Problem to work on
The lines below should be written out again in full, exactly as they are.

***

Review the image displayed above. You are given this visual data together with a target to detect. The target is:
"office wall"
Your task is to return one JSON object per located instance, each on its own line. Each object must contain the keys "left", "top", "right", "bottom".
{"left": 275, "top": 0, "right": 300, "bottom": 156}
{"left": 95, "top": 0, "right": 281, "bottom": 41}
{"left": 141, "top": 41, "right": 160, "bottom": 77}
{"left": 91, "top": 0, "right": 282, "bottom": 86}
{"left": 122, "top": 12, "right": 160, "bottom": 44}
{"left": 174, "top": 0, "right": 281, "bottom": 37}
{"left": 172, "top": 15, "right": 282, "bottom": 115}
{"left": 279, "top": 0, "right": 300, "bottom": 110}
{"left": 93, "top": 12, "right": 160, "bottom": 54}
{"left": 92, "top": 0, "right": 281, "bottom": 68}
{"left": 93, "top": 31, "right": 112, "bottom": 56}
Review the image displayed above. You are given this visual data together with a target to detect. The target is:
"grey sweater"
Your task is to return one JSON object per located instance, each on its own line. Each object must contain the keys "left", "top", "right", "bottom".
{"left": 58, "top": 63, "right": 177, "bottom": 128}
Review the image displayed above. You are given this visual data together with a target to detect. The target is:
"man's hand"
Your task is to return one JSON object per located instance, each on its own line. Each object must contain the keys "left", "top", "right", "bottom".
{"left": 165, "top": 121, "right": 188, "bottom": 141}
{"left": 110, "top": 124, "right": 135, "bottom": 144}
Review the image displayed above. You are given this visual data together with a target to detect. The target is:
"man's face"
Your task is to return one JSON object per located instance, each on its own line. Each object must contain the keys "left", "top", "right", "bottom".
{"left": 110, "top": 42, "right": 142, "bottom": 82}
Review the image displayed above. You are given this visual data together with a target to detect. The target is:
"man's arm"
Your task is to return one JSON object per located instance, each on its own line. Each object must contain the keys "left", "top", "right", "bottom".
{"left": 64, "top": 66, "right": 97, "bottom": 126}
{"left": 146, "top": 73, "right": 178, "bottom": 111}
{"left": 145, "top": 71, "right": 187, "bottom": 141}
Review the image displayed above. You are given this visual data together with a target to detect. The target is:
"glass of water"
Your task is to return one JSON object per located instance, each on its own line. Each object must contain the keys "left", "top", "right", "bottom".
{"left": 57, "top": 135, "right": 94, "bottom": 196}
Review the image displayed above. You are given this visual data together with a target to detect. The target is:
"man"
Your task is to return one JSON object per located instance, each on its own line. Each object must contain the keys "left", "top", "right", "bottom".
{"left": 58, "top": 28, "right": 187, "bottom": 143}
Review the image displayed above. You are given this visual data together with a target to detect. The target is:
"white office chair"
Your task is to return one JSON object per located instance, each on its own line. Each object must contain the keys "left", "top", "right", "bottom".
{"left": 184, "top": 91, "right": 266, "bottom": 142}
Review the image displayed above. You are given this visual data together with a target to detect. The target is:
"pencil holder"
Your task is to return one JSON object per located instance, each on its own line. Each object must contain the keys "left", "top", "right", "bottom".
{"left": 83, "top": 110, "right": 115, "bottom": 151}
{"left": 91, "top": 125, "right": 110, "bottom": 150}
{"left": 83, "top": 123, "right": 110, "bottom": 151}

***

Answer section
Review the image displayed above. You are given this visual data together with a target to detect. The target is:
"office wall"
Your task is to return one JSON object per located instance, each on its own line. Each object must contain the keys "left", "top", "right", "bottom".
{"left": 275, "top": 0, "right": 300, "bottom": 156}
{"left": 95, "top": 0, "right": 281, "bottom": 41}
{"left": 141, "top": 41, "right": 160, "bottom": 77}
{"left": 91, "top": 0, "right": 282, "bottom": 86}
{"left": 122, "top": 12, "right": 160, "bottom": 44}
{"left": 174, "top": 0, "right": 281, "bottom": 37}
{"left": 172, "top": 15, "right": 282, "bottom": 115}
{"left": 279, "top": 0, "right": 300, "bottom": 110}
{"left": 93, "top": 12, "right": 160, "bottom": 54}
{"left": 92, "top": 0, "right": 281, "bottom": 68}
{"left": 93, "top": 31, "right": 112, "bottom": 56}
Review the image displayed above. You are given this visual data together with a target to detect. The target is:
"grey sweater"
Your task is to return one JSON object per located instance, each on its own line. Each object must contain the keys "left", "top", "right", "bottom".
{"left": 58, "top": 63, "right": 177, "bottom": 128}
Review the image displayed above. You are given this visual data together with a target to detect. The target is:
"man's hand"
Your task is to return one JSON object per located instance, each on its own line. Each object must contain the keys "left", "top", "right", "bottom".
{"left": 165, "top": 121, "right": 188, "bottom": 141}
{"left": 110, "top": 124, "right": 135, "bottom": 144}
Review the image displayed above. You are given this visual data together with a target to detect. The target is:
"man's face"
Your task is to return one JSON object per located instance, each on its own line. Each object must contain the keys "left", "top", "right", "bottom".
{"left": 110, "top": 42, "right": 142, "bottom": 82}
Review the image displayed above. You are given this visual data together with a target to detect. The target is:
"man's arm"
Your task is to return one JSON object per located instance, each on its own line. Each object must contain the keys "left", "top", "right", "bottom".
{"left": 64, "top": 66, "right": 97, "bottom": 126}
{"left": 146, "top": 73, "right": 178, "bottom": 111}
{"left": 145, "top": 71, "right": 187, "bottom": 141}
Review the image displayed above. You are given this visual data together with a target to detect. The target is:
"glass of water"
Your task is to return one JSON object per located instance, each on its own line. Each object must contain the keys "left", "top", "right", "bottom".
{"left": 57, "top": 135, "right": 94, "bottom": 196}
Review the image displayed above. You are given this visual data together with a target to detect. The target is:
"man"
Your task is to return one JSON object per located instance, each on its own line. Each object must contain the keys "left", "top", "right", "bottom".
{"left": 58, "top": 28, "right": 187, "bottom": 143}
Review the image displayed above. You are given this visual data together with a target to detect. The target is:
"white office chair"
Your task is to return one JSON object per located instance, each on its own line. Each object must contain the keys "left", "top", "right", "bottom".
{"left": 184, "top": 91, "right": 266, "bottom": 142}
Review the image displayed above. You are given this visual data together with a target to detect. The target is:
"pencil holder"
Your task is to return one JSON object per located instance, each on its own line. Each object must contain the keys "left", "top", "right", "bottom".
{"left": 83, "top": 110, "right": 115, "bottom": 151}
{"left": 91, "top": 125, "right": 110, "bottom": 150}
{"left": 83, "top": 123, "right": 110, "bottom": 151}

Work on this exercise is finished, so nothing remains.